__SOURCE DOCUMENT__
▬▬▬▬▬▬

Tuesday, 29 November 2016

In Through The Out Door - Led Zeppelin - album review

It seems to have become the received wisdom that In Through The Out Door, Led Zeppelin's last real studio album, released in 1979, is a downbeat postscript to their glittering career. However, a closer listen reveals that this is quite a strong record.

In revisiting the album, I found myself slightly afraid to poke my head in, for fear that I would be confronted with sad thoughts of an era coming to an end with a whimper. However, I was pleasantly surprised to discover how vibrant it is.  It is arguably more consistent and convincing than Presence, a patchy work which was redeemed in large part by the coruscating "Achilles Last Stand".

In Through The Out Door has a modernistic flavour, largely by virtue of the heavy use of keyboards and a warm and clear production. The sound points towards where Zeppelin music might have ventured during the 1980s. "In The Evening" embodies these sentiments, and in keeping with much of the album, it exudes confidence and no little ebullience.

In fact, most of the songs here have an energy, belief and confidence which belies the record's traditional reputation. "South Bound Suarez" is likeable if lightweight, and much the same might be said of "Fool In The Rain" and "Hot Dog". To me, these tracks represent an advance on the torpor which characterized parts of Presence.  There is some zest in the rootsier numbers, and the guys sound like they enjoyed making these recordings.

"Carouselambra" mines similar territory to "In The Evening", except that it is more keyboard-intensive. It reminds me somewhat of late 70s/early 80s Genesis.  My gripes are that it goes on too long, and occasionally the keyboards threaten to drown out Robert Plant's vocals. Again, this is a hint of where the band might have been heading sonically and stylistically...

"All My Love" is a strong and emotive song, very personal for Robert Plant, and in feel it anticipates some of his later solo material. My feeling is that the songs, melodies and arrangements are good. The ideas were there, and some thought and time was clearly devoted to them.

"I'm Gonna Crawl" possesses a kind of cinematic grandeur (heightened again by those keyboards), as well as bluesy charm. A classy way to round off what was to be the group's final proper album.

The impression is that Robert Plant and John Paul Jones dominated things creatively, and the relative absence of guitar pyrotechnics is conspicuous.So, on reflection, this is a fine album, albeit not a traditional Led Zeppelin one.

▬▬▬▬▬▬

__EXCERPTED RECORDS__

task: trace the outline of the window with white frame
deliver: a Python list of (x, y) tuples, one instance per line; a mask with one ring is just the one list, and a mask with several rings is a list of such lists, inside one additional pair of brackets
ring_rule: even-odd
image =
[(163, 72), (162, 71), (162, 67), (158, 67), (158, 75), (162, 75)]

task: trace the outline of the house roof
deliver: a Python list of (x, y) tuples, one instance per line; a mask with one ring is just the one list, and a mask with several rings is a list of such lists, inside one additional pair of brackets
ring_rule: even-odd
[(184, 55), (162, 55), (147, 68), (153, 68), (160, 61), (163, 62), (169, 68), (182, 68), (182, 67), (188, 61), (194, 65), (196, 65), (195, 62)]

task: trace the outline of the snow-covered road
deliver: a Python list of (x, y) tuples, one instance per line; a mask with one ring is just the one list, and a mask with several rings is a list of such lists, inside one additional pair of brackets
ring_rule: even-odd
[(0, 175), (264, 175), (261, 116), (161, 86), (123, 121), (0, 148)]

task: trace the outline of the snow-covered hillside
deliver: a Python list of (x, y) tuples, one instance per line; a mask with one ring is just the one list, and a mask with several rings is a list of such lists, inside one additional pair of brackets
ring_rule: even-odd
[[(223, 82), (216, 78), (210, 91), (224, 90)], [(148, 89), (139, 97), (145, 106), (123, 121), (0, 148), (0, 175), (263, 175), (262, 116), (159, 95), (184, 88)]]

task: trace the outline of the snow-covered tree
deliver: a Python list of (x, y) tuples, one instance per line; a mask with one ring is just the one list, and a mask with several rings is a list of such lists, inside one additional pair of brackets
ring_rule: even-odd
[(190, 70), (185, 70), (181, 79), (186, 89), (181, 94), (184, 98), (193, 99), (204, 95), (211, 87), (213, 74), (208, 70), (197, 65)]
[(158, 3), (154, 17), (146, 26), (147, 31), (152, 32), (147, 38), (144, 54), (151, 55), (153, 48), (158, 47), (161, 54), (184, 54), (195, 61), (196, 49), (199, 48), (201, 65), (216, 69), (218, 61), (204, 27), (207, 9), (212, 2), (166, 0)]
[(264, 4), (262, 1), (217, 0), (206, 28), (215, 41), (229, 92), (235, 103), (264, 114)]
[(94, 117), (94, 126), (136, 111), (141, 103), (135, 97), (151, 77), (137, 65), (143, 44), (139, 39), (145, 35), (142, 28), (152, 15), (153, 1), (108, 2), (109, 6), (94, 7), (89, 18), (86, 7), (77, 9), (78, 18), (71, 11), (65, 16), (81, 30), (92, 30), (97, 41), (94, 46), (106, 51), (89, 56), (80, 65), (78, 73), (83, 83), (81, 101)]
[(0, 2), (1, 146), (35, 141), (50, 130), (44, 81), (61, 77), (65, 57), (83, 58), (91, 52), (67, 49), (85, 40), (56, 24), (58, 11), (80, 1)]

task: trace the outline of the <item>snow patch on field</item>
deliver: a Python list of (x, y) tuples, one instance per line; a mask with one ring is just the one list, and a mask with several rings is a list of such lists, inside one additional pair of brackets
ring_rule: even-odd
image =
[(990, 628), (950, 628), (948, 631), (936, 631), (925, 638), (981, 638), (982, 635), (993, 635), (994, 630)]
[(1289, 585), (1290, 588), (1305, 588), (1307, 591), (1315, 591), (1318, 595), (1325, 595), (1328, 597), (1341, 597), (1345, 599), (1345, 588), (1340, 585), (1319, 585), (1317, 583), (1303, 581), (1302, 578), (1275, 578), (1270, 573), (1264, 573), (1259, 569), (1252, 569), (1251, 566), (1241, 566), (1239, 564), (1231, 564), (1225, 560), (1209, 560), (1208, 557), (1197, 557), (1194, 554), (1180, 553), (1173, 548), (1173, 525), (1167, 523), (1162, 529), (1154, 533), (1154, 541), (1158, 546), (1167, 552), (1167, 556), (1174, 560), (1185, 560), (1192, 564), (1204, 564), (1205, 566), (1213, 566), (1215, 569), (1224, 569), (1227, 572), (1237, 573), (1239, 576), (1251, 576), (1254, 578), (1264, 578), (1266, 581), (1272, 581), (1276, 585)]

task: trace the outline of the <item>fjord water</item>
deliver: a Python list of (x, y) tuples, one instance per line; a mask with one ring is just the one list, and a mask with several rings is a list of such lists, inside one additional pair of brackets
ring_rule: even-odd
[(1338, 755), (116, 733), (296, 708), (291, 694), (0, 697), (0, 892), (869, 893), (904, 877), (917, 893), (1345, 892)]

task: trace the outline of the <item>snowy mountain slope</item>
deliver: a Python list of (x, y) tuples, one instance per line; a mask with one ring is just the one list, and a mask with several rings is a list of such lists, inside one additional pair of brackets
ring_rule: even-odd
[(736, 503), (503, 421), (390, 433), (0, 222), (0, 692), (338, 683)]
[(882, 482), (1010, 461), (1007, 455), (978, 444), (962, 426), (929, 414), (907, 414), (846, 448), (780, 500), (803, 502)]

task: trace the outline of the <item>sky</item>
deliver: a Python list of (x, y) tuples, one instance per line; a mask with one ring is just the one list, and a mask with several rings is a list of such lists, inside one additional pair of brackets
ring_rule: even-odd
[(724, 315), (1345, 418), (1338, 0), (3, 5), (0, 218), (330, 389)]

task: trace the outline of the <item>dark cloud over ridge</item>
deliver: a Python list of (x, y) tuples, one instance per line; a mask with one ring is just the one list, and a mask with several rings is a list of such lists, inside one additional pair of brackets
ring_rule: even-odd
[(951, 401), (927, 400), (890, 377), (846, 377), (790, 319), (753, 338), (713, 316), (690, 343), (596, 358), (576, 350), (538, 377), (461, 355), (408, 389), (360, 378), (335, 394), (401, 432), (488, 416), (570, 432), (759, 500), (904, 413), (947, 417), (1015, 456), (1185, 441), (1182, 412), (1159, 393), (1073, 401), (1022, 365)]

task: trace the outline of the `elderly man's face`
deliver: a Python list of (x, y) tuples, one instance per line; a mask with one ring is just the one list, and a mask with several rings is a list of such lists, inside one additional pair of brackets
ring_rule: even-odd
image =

▬▬▬▬▬▬

__WORK ITEM 1__
Reproduce the album review word for word, from "It seems to" to "a strong record.".
__WORK ITEM 2__
Do these statements agree with the album review? Answer yes or no for each, and quote the words that decide it.
(a) In Through The Out Door was released in 1979.
(b) The reviewer finds "Carouselambra" too short.
(c) "All My Love" is described as very personal for Robert Plant.

__WRITTEN REPLY 1__
It seems to have become the received wisdom that In Through The Out Door, Led Zeppelin's last real studio album, released in 1979, is a downbeat postscript to their glittering career. However, a closer listen reveals that this is quite a strong record.

__WRITTEN REPLY 2__
(a) Yes: "released in 1979"
(b) No: "it goes on too long"
(c) Yes: "very personal for Robert Plant"